Also on Wednesday, pro-life groups delivered a 137,000-signature petition to Members of Congress asking that abortion funding and coverage not be included in health care reform. Attending the press conference for the presentation were Congressmen Chris Smith (R-NJ), Mike Pence (R-IN), and Eric Cantor (R-VA).

October 21, 2009

In a closed-door meeting with fellow Democrat legislators Tuesday night, Speaker Nancy Pelosi (D-CA) said she is close to having the support of 218 Congressmen for a version of a health care overhaul bill that contains a government-run “public option” insurance plan.

In the Senate, Majority Leader Harry Reid (D-NV) reportedly may release a combined health care bill for the Senate floor as early as this Friday.

October 20, 2009

Two new polls show opposition to Obamacare holding firm among the American public. Rasmussen Reports’ latest ongoing poll shows that 42% support the health care reform efforts of Democrats in Congress, while 54% oppose them. A Washington Post/ABC poll states that 45% support health care overhaul legislation, while 48% are against it.

October 19, 2009

Senator Orrin Hatch (R-UT) says he will offer on the Senate floor the same pro-life amendments he offered to the Baucus health care bill in the Finance Committee. The amendments would bar direct and indirect abortion funding and guarantee the right of conscience to health care workers. Senator Hatch does not need anyone’s permission to offer the amendments because, unlike in the House, the Senate Rules Committee can neither dictate the terms of debate on legislation nor bar amendments.

In the House, the Ways and Means Committee has certified HR 3200, the version of health care reform that it passed last summer, to be eligible for the reconciliation process. The reconciliation process is a parliamentary maneuver that, if invoked, would permit the Senate to pass a House-approved health care bill with 51 votes, instead of 60. Because the reconciliation process does not allow filibusters, it is referred to as “the nuclear option.”

October 16, 2009

The Associated Press now says that health care overhaul legislation is not likely to reach the House or Senate floor this month. In the Senate, Finance Committee Chairman Max Baucus (D-MT) predicted that all 60 Democrats and Independents plus one to three Republicans will vote for the health care bill he and others are drafting, even though no one know what will be in it.

In the House, Speaker Nancy Pelosi (D-CA) reemphasized that any House bill will have a government run “public option” health care plan.

October 15, 2009

As Senate leaders met to find a compromise version of the two competing health care bills in the upper chamber, interest groups began airing commercials attacking various versions of the legislation. So called “moderate” Democrats said that the vote of pro-abortion Republican Sen. Olympia Snowe (ME) had little impact on whether they will ultimately support a health care overhaul. Pro-abortion Independent Sen. Joe Lieberman (CT) stated that he would not vote for either Senate bill as presently written.

In the House, pro-abortion Majority Leader Steny Hoyer (D-MD) said that he hoped to have a floor vote on a health care bill by Christmas, but couldn’t guarantee that a vote would happen by then. Pundits speculate that the closer Congress gets to the 2010 elections, the less likely it is that health care legislation will pass.

October 14, 2009

The Senate Finance Committee voted 14-9 to pass the Baucus health care overhaul bill Tuesday, with pro-abortion Republican Sen. Olympia Snowe (ME) joining the Committee’s 13 Democrats in supporting the measure. Sen. Snowe cautioned, however, that her vote does not automatically mean that she will support final passage of the legislation.

### Dataset:
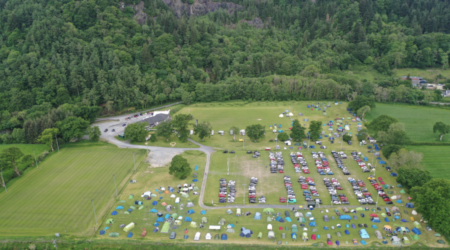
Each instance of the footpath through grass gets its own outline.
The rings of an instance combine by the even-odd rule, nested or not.
[[[95,226],[92,204],[100,222],[116,192],[138,166],[144,150],[118,148],[102,144],[70,146],[54,154],[0,194],[0,234],[82,236]],[[92,230],[92,226],[89,231]]]

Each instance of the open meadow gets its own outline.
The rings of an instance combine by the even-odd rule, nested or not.
[[[404,124],[406,134],[413,142],[437,142],[439,136],[433,133],[433,125],[438,122],[450,124],[450,111],[446,110],[419,106],[376,104],[376,107],[366,115],[370,122],[382,114],[387,114]],[[450,142],[450,136],[444,136],[442,142]]]
[[[100,143],[67,145],[0,193],[0,234],[86,235],[100,222],[118,189],[134,173],[132,149]],[[139,166],[145,150],[134,150]]]

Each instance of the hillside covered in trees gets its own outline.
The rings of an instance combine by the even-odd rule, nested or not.
[[[391,70],[446,68],[449,33],[439,0],[0,0],[0,138],[177,100],[438,100]]]

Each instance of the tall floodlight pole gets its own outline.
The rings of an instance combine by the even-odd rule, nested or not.
[[[4,183],[4,180],[3,180],[3,170],[2,169],[1,171],[0,171],[0,174],[2,174],[2,181],[3,182],[3,184],[4,185],[4,190],[6,192],[6,194],[8,193],[8,190],[6,188],[6,184]]]
[[[94,215],[96,216],[96,224],[98,225],[98,222],[97,222],[97,214],[96,214],[96,207],[94,206],[94,199],[90,201],[92,202],[92,207],[94,208]]]
[[[112,178],[114,178],[114,186],[116,187],[116,196],[118,198],[118,194],[117,193],[117,185],[116,184],[116,176],[115,174],[112,174]]]
[[[133,151],[133,161],[134,162],[134,172],[136,172],[136,160],[134,160],[134,152]]]
[[[244,206],[246,206],[246,194],[246,194],[246,184],[242,184],[242,186],[243,186],[244,188],[244,192],[243,194],[244,194]]]
[[[36,158],[36,153],[34,152],[34,150],[33,150],[33,154],[34,154],[34,160],[36,161],[36,166],[38,167],[38,170],[39,170],[39,166],[38,166],[38,159]]]
[[[58,144],[58,138],[56,136],[56,134],[54,135],[54,138],[56,140],[56,146],[58,147],[58,154],[60,154],[60,145]]]

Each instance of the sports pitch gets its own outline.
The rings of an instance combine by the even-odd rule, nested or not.
[[[99,145],[100,144],[100,145]],[[59,232],[85,235],[99,222],[124,186],[145,150],[95,144],[62,148],[0,193],[0,234],[42,236]]]

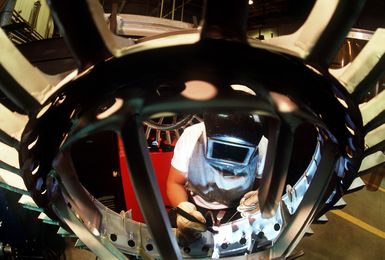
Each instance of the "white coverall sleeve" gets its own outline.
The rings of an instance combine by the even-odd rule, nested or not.
[[[171,165],[178,171],[186,173],[186,176],[192,152],[203,130],[203,123],[198,123],[187,127],[175,145],[174,156],[171,160]]]

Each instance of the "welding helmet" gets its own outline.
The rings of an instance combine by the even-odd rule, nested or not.
[[[249,113],[205,113],[206,160],[214,168],[238,175],[256,163],[263,135],[258,115]]]

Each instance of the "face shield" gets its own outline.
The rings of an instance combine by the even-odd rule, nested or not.
[[[206,160],[223,175],[246,175],[256,168],[258,143],[262,136],[258,116],[210,114],[204,116]]]

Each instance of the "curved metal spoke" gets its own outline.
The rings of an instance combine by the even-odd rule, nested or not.
[[[88,68],[111,57],[94,23],[88,1],[49,0],[47,2],[80,69]]]

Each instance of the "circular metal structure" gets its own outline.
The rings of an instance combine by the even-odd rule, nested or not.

### Instruction:
Please rewrite the paragraph of the health care news text that begins "In the House, the Ways and Means Committee" as a short list, keeping its main facts.

### Exercise answer:
- The House Ways and Means Committee certified HR 3200, the health care reform version it passed last summer, as eligible for the reconciliation process.
- Reconciliation is a parliamentary maneuver that, if invoked, would let the Senate pass a House-approved health care bill with 51 votes instead of 60.
- Because reconciliation does not allow filibusters, it is called "the nuclear option."